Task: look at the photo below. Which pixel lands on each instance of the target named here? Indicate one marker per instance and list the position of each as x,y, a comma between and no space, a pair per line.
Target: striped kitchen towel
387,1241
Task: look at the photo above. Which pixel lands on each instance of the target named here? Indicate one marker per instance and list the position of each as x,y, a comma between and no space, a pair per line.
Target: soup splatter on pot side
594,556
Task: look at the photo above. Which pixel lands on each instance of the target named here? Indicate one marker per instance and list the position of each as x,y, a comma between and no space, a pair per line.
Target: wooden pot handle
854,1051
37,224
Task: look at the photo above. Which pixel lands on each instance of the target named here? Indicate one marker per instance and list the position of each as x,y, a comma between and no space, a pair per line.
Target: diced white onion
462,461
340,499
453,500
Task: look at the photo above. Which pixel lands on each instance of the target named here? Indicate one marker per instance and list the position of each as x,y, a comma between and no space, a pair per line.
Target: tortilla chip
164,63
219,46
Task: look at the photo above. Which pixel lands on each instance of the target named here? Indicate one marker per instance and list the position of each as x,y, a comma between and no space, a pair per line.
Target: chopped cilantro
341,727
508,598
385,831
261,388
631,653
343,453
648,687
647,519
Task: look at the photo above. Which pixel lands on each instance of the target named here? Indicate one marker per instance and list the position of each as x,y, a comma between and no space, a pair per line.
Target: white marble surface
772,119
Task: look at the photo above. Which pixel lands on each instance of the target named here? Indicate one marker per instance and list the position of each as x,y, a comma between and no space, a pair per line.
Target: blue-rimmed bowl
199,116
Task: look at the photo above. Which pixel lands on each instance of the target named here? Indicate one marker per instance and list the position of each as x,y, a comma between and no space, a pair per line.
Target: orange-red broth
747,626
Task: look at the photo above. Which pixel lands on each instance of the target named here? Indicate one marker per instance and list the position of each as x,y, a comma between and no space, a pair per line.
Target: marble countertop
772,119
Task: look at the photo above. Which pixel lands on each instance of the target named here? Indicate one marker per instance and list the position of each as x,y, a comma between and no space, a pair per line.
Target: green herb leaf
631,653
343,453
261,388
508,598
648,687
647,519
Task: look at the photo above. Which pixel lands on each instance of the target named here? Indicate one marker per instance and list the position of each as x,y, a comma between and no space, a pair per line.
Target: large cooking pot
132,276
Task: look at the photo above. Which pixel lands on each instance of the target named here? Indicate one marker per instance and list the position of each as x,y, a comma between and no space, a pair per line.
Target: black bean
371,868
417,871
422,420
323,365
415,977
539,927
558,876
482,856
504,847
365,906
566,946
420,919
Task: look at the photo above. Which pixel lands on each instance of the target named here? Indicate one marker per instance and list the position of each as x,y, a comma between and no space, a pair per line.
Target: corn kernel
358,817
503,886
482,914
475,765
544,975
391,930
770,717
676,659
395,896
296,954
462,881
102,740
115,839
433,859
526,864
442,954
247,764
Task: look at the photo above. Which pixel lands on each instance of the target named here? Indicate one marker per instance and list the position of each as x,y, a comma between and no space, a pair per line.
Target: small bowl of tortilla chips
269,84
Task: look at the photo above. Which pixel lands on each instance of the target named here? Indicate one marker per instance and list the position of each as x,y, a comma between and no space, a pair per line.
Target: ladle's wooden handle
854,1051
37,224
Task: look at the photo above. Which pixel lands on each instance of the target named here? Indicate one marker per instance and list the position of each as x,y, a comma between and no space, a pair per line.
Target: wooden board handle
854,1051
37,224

WRITTEN TASK: Print the material above once more, exactly.

THE COMPLETED TASK:
Task: look at the photo below. Which pixel lands on each instance of the target named here? Indicate one marker per instance and list the position of each as x,y, a comma between and no space, a pair per line.
Target: striped kitchen towel
387,1241
Task: look at the photo above. Which pixel lands on each instance of the target named here? Indicate one marker per instance and list the position of each as x,y, a comma between and no space, a pair per line.
Target: soup splatter on pot side
594,556
Task: look at the photo above. Which pixel lands on each instance of the target named here? Indicate one marker per instance and list the position of each as x,y, a comma between and no space, a pair per line.
Target: wooden pot handle
854,1051
37,224
Task: look at the photo above. Which pixel lands on each instance of the target named here? Indicate one marker per instance and list the position of each as x,y, a comma between and no space, a pair per line.
Target: diced white onion
462,461
340,499
453,500
Task: look at the photo above. Which pixel lands on each instance of the target named here? Indicate one marker per instance and list the position of each as x,y, a comma between and no space, a pair per line.
Target: tortilla chip
164,63
219,46
Task: look at the photo above. Which pixel lands on each instance of the target named here? Indicate one marker per instance and list the position of each as x,y, a comma between and no space, a pair per line.
Target: chopped cilantro
341,727
508,598
385,831
261,388
631,653
343,453
648,687
647,519
Task: look at the photo above. Which pixel lands on each instance of the target named here? Indicate one marker per instance and list the position of each as x,y, a comma between and no space, a pair per line.
Target: white marble surface
772,119
Task: look at the photo above. Which pixel lands on each instance of the target named here? Indicate one marker per instance and list the position of each as x,y, a comma between and no space, a pair per line.
Target: blue-rimmed bowl
199,116
Task: look at the photo above. Which pixel lands on each instance of the target named here? Indicate one marker per instance and list the position of each as x,y, a comma between and no space, a pair per line.
Target: orange-red broth
747,626
Task: look at the photo above. Which pixel lands on each instance of the target named here? Indicate one marker per instance and list the position of each as x,y, a comma between and no space, a pair per line.
Target: marble countertop
772,119
Task: look at the photo above. Which pixel lands on each instance of the target named here? Indicate one marker per instance and list the position of each as x,y, a comma between and no space, a pair per line.
Target: green herb leaf
631,653
343,453
261,388
508,598
648,687
647,519
Task: look at the photo above. Which pixel lands on each instance of the target named here? Indicate one marker per instance and list the position of each as x,y, a comma between and no space, a pair per line.
Target: large cooking pot
132,276
Task: look at the photo above. Which pixel lands on each instance of the target named here? Indicate one marker per instance and list the position of each as x,y, a comma between and no space, a pair per line.
Target: black bean
371,868
417,871
422,420
323,365
415,977
539,927
558,876
482,856
504,847
365,906
566,946
420,919
Task: look at the photo above. Which pixel lands on each instance of the target named here? Indicate one marker per instance and list the position of each as x,y, a comma between and no space, a pair per line.
Target: corn kernel
358,817
503,886
482,914
475,765
544,975
391,930
770,717
676,659
395,896
296,954
462,881
102,740
115,839
433,859
526,864
442,954
247,764
Task: look at the photo above. Which pixel lands on each instance of the target named here? Indicate one marker per instance and list the position of each as x,y, a comma between and no space, a pair per line.
Target: small bowl of tortilla chips
269,84
Task: look at the photo above. Which pixel lands on each instance of the target named here? Indicate one marker per instance and list the position of each as x,y, a comma between and no space, a pair per line.
Target: ladle's wooden handle
854,1051
37,224
Task: look at the photo above. Which pixel lands on each instance of the target named here? Indicate one marker per instance and list the position of each as x,y, a comma between and no space, a pair per line.
Target: wooden board handle
854,1051
37,224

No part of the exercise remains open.